Muchos me han objetado que la visión arriba expuesta es exagerada, fatalista y, en definitiva, falsa. Debo, por tanto, defenderme de tales reproches, que, no cabe duda, tienen su enjundia. Creo que el meollo de esta tan escurridiza cuestión reside en darse cuenta del salto cualitativo que ha obrado la irrupción de las denominadas nuevas tecnologías. Este salto podríamos cifrarlo en la ruptura de la escala humana. Es decir, esta escala humana sí se daba en las técnicas más antiguas por lo que podíamos domeñarlas; cosa que no ocurre con las TICs. Hay, entonces, una discontinuidad entre las antiguas tecnologías y las nuevas. Además, es necesario recordar que este salto ya había ocurrido en otros dominios del desarrollo tecnológico capitalista como los de la energía con la tecnología nuclear o del transporte con la tecnología del automóvil o la aviación. Lo que ha ocurrido ahora es que, simplemente, este tipo de lógica desarrollista se ha extendido al campo de la comunicación, la robotización y la digitalización. En suma, todo este desarrollismo ha llegado a una dimensión crítica y ha producido un cambio sustancial en la relación entre el humano y el medio. Ello entraña que deberíamos cambiar nuestras categorías y nuestro imaginario para entender lo que sucede a nuestro alrededor. Es urgente. El politólogo Carlos Taibo, citando a Bernard Guibert, lo expone del siguiente modo: “la base de la economía actual está en nuestra cabeza, en nuestro imaginario colonizado por el modo de producción capitalista. Hay que acometer todo un trabajo de las mentalidades y del imaginarioIII”.

La brecha digital es lucha de clases

No perderé un instante en extenderme acerca de la precariedad del desarrollo tecnológico para abordar la tarea que nos encomiendan en estos tiempos de pandemia a los profesores. Es un hecho que, a día de hoy, la educación digital solo es posible en las ilusiones de algunos políticos y expertos educativos para mayor gloria de Silicon Valley. Prefiero centrarme en las ideas que aportan estos paladines del teletrabajo.

Una de las principales razones que esgrimen se basa en la neutralidad axiológica de la tecnología. Los paladines de esta causa están convencidos de que la educación consiste en una mera impartición de contenidos sin importar el formato que se usa para tal empeño. Así, esta educación a distancia sería una educación similar solo que por otros medios.
-----
> _TAREAS DEL EJERCICIO_:
a – Transcriba literalmente el fragmento del texto sobre las nuevas tecnologías que va desde "No perderé un" hasta "paladines del teletrabajo.", ambos incluidos.
b – Según el texto sobre las nuevas tecnologías, ¿en qué puede cifrarse el salto cualitativo producido por la irrupción de dichas tecnologías?
Base sus respuestas exclusivamente en el texto.

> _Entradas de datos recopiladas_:
-----
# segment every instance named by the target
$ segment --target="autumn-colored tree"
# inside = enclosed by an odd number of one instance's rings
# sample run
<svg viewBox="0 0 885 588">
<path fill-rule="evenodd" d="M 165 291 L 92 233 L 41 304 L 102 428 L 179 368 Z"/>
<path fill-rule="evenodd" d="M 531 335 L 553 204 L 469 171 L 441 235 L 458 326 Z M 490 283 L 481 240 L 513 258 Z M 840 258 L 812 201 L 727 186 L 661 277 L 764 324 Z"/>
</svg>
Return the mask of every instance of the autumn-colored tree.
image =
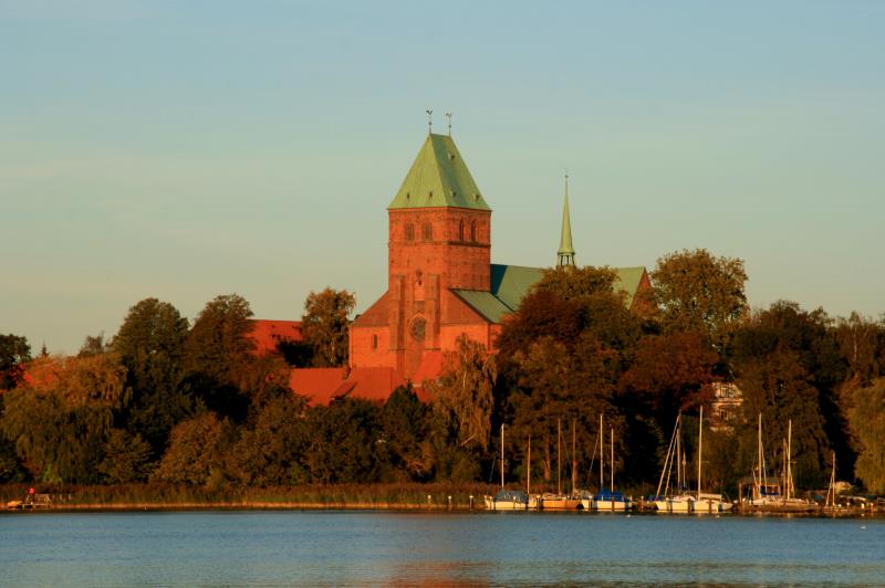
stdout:
<svg viewBox="0 0 885 588">
<path fill-rule="evenodd" d="M 119 357 L 38 358 L 29 375 L 4 397 L 3 433 L 34 476 L 97 482 L 95 465 L 129 396 Z"/>
<path fill-rule="evenodd" d="M 311 292 L 304 302 L 301 333 L 313 348 L 314 367 L 347 364 L 347 329 L 356 298 L 346 290 Z"/>
<path fill-rule="evenodd" d="M 684 250 L 657 260 L 650 277 L 665 333 L 705 333 L 721 349 L 729 329 L 747 314 L 743 260 Z"/>
<path fill-rule="evenodd" d="M 23 366 L 31 359 L 25 337 L 0 335 L 0 390 L 11 390 L 21 381 Z"/>
<path fill-rule="evenodd" d="M 155 459 L 165 451 L 173 427 L 192 414 L 194 401 L 179 388 L 187 336 L 187 318 L 175 306 L 145 298 L 129 308 L 111 344 L 126 366 L 133 393 L 125 428 L 150 444 Z"/>
<path fill-rule="evenodd" d="M 860 444 L 855 473 L 866 490 L 885 493 L 885 378 L 854 391 L 848 419 Z"/>
<path fill-rule="evenodd" d="M 625 393 L 649 402 L 665 430 L 679 411 L 697 411 L 711 400 L 708 384 L 719 355 L 699 333 L 676 332 L 639 340 L 631 368 L 621 378 Z"/>
<path fill-rule="evenodd" d="M 211 411 L 180 422 L 173 429 L 169 449 L 150 479 L 218 487 L 225 479 L 223 454 L 231 435 L 230 423 Z"/>
</svg>

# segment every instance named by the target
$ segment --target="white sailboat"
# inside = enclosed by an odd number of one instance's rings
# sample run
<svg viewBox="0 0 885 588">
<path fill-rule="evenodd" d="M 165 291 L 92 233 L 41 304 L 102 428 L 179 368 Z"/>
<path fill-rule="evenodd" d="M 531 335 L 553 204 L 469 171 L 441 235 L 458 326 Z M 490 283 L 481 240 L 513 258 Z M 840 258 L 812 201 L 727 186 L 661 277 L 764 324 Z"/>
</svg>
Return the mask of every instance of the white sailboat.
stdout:
<svg viewBox="0 0 885 588">
<path fill-rule="evenodd" d="M 698 420 L 698 493 L 694 504 L 696 513 L 723 513 L 730 511 L 735 505 L 722 500 L 721 494 L 701 492 L 701 463 L 704 462 L 704 407 L 700 407 L 700 419 Z"/>
<path fill-rule="evenodd" d="M 673 437 L 667 449 L 664 469 L 660 472 L 660 481 L 655 493 L 654 502 L 659 513 L 691 513 L 695 511 L 695 503 L 697 502 L 695 496 L 685 492 L 686 463 L 681 454 L 681 420 L 683 413 L 680 412 L 676 417 L 676 424 L 673 428 Z M 673 489 L 673 493 L 670 493 L 674 462 L 676 462 L 676 485 Z M 662 491 L 664 491 L 663 494 Z"/>
<path fill-rule="evenodd" d="M 521 490 L 504 487 L 504 426 L 501 424 L 501 490 L 494 496 L 482 496 L 487 511 L 524 511 L 529 507 L 529 495 Z"/>
<path fill-rule="evenodd" d="M 610 428 L 610 449 L 611 449 L 611 460 L 610 460 L 610 470 L 611 470 L 611 485 L 608 489 L 605 487 L 604 481 L 604 468 L 603 468 L 603 445 L 605 444 L 603 440 L 603 421 L 602 414 L 600 414 L 600 491 L 593 496 L 593 508 L 595 511 L 615 511 L 615 512 L 623 512 L 629 511 L 634 507 L 633 500 L 624 496 L 620 492 L 615 491 L 615 430 L 614 427 Z"/>
</svg>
-----
> _RESULTADOS_:
a –
No perderé un instante en extenderme acerca de la precariedad del desarrollo tecnológico para abordar la tarea que nos encomiendan en estos tiempos de pandemia a los profesores. Es un hecho que, a día de hoy, la educación digital solo es posible en las ilusiones de algunos políticos y expertos educativos para mayor gloria de Silicon Valley. Prefiero centrarme en las ideas que aportan estos paladines del teletrabajo.

b – En la ruptura de la escala humana.